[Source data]
%%

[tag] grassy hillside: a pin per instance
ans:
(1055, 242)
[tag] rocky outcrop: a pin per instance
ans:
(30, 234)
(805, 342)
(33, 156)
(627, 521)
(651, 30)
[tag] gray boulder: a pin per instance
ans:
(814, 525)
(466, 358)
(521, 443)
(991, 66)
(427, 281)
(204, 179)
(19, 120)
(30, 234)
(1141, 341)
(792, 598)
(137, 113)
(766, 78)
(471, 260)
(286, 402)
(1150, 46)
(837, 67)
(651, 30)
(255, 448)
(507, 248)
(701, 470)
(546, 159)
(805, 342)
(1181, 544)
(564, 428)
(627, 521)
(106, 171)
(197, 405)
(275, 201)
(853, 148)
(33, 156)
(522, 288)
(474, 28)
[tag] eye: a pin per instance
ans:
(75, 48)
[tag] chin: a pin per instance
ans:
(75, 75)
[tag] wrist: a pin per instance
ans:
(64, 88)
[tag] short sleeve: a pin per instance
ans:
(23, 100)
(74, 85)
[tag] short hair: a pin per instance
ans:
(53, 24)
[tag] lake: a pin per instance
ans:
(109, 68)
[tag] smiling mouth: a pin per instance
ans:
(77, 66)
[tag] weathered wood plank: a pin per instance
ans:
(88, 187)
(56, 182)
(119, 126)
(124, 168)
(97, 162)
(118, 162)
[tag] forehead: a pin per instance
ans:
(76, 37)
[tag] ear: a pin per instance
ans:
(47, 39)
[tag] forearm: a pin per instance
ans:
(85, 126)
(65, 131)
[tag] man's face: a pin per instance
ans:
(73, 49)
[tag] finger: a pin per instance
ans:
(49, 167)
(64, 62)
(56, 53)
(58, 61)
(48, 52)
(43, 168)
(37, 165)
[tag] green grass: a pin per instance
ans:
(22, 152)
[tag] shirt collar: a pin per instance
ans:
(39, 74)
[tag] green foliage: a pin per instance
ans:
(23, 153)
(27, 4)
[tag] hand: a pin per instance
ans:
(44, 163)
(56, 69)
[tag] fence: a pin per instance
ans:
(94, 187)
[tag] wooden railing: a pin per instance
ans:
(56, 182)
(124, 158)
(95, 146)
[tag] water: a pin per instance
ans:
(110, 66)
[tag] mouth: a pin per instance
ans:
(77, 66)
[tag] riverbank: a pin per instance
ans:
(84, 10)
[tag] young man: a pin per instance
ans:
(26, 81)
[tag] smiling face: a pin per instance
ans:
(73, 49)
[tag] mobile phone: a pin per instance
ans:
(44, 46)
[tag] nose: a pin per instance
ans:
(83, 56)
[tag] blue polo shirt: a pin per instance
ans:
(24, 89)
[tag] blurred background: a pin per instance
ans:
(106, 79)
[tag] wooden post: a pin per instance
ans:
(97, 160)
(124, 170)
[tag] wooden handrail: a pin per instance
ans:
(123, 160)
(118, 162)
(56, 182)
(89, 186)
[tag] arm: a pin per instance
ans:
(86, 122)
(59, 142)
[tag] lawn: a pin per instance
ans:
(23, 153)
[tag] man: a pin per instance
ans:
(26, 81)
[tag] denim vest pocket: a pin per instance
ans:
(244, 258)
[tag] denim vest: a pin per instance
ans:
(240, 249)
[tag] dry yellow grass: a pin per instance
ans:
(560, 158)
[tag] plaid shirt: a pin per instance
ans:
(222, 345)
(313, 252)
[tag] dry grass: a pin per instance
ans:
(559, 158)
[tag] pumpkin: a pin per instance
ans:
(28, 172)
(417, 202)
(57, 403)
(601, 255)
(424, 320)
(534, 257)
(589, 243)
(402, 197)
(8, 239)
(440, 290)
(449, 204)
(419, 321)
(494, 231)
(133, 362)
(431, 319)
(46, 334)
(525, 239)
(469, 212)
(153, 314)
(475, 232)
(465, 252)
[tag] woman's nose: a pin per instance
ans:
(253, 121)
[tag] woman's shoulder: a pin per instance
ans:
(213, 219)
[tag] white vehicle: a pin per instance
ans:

%%

Task directions
Turn every line of the records above into a numbered list, skipping any blank lines.

Written answer
1. [tag] grassy hillside: a pin per instance
2. ans:
3. (1055, 242)
4. [tag] rocky outcrop: a pin per instance
5. ans:
6. (30, 234)
7. (805, 342)
8. (33, 156)
9. (627, 521)
10. (651, 30)
11. [tag] gray boulder: a pin per instance
12. ans:
13. (814, 525)
14. (466, 358)
15. (521, 443)
16. (991, 66)
17. (427, 281)
18. (204, 179)
19. (19, 120)
20. (30, 234)
21. (1141, 341)
22. (792, 598)
23. (137, 113)
24. (766, 78)
25. (471, 260)
26. (286, 402)
27. (1150, 46)
28. (837, 67)
29. (651, 30)
30. (255, 448)
31. (507, 248)
32. (701, 470)
33. (546, 159)
34. (805, 342)
35. (1181, 544)
36. (564, 428)
37. (627, 521)
38. (106, 171)
39. (197, 405)
40. (275, 201)
41. (853, 148)
42. (33, 156)
43. (522, 288)
44. (474, 28)
45. [tag] eye: a pin per instance
46. ans:
47. (75, 48)
48. [tag] chin: a pin per instance
49. ans:
50. (75, 75)
51. [tag] wrist: a pin per instance
52. ans:
53. (64, 88)
54. [tag] short sleeve: a pin per instance
55. ans:
56. (23, 100)
57. (74, 85)
58. [tag] short hair: a pin per instance
59. ans:
60. (53, 24)
61. [tag] lake: a pin per instance
62. ans:
63. (109, 68)
64. [tag] smiling mouth: a pin per instance
65. ans:
66. (77, 66)
67. [tag] weathered wood plank: a pin per instance
68. ans:
69. (88, 187)
70. (56, 182)
71. (119, 126)
72. (124, 168)
73. (97, 162)
74. (118, 162)
75. [tag] forehead: a pin per instance
76. ans:
77. (76, 37)
78. [tag] ear: a pin per instance
79. ans:
80. (47, 39)
81. [tag] forearm: a pin per instance
82. ans:
83. (85, 126)
84. (65, 131)
85. [tag] man's face: a pin per instance
86. ans:
87. (73, 49)
88. [tag] finger: a pin per instance
89. ans:
90. (49, 167)
91. (64, 62)
92. (56, 53)
93. (58, 61)
94. (48, 52)
95. (43, 168)
96. (37, 165)
97. [tag] green grass: a pin per instance
98. ans:
99. (22, 152)
100. [tag] shirt collar: a pin per instance
101. ans:
102. (39, 74)
103. [tag] green foliage: a pin per instance
104. ans:
105. (23, 153)
106. (27, 4)
107. [tag] hand: a pin per instance
108. ans:
109. (44, 163)
110. (56, 69)
111. [tag] fence: a pin per instance
112. ans:
113. (94, 187)
114. [tag] wooden railing: a pin per instance
115. ans:
116. (56, 182)
117. (124, 158)
118. (95, 146)
119. [tag] water: a pin per instance
120. ans:
121. (110, 66)
122. [tag] mouth: a pin per instance
123. ans:
124. (77, 66)
125. [tag] riverbank: a pin per instance
126. ans:
127. (84, 10)
128. [tag] young man: a pin per instance
129. ans:
130. (26, 81)
131. [tag] smiling face: a pin per instance
132. ans:
133. (73, 49)
134. [tag] mobile phone: a pin per instance
135. ans:
136. (44, 46)
137. [tag] nose: a pin per instance
138. ans:
139. (83, 56)
140. [tag] blue polo shirt: a pin per instance
141. ans:
142. (24, 89)
143. [tag] blurred background: a pin per instance
144. ans:
145. (106, 79)
146. [tag] wooden post: a pin per instance
147. ans:
148. (97, 160)
149. (124, 170)
150. [tag] wooden handrail: a pin per instance
151. ans:
152. (123, 160)
153. (118, 162)
154. (56, 182)
155. (89, 186)
156. [tag] arm: a pin per instance
157. ans:
158. (86, 122)
159. (59, 142)
160. [tag] lawn: a pin per instance
161. ans:
162. (23, 153)
163. [tag] man: a pin per instance
164. ans:
165. (26, 81)
166. [tag] denim vest pocket: a pin per instance
167. ans:
168. (244, 258)
169. [tag] denim vest: a pin per instance
170. ans:
171. (240, 249)
172. [tag] dry yellow grass: a pin per instance
173. ans:
174. (560, 158)
175. [tag] plaid shirt: a pin per instance
176. ans:
177. (222, 345)
178. (313, 252)
179. [tag] dry grass: a pin per instance
180. ans:
181. (559, 158)
182. [tag] pumpkin: a pin per instance
183. ans:
184. (28, 172)
185. (417, 202)
186. (57, 403)
187. (601, 255)
188. (424, 320)
189. (534, 257)
190. (589, 243)
191. (402, 197)
192. (8, 239)
193. (440, 290)
194. (449, 204)
195. (419, 321)
196. (494, 231)
197. (133, 362)
198. (431, 319)
199. (46, 334)
200. (525, 239)
201. (469, 212)
202. (153, 314)
203. (475, 232)
204. (465, 252)
205. [tag] woman's nose: a pin per instance
206. ans:
207. (253, 121)
208. [tag] woman's shoulder: a pin per instance
209. ans:
210. (213, 219)
211. [tag] white vehicle: a pin per instance
212. ans:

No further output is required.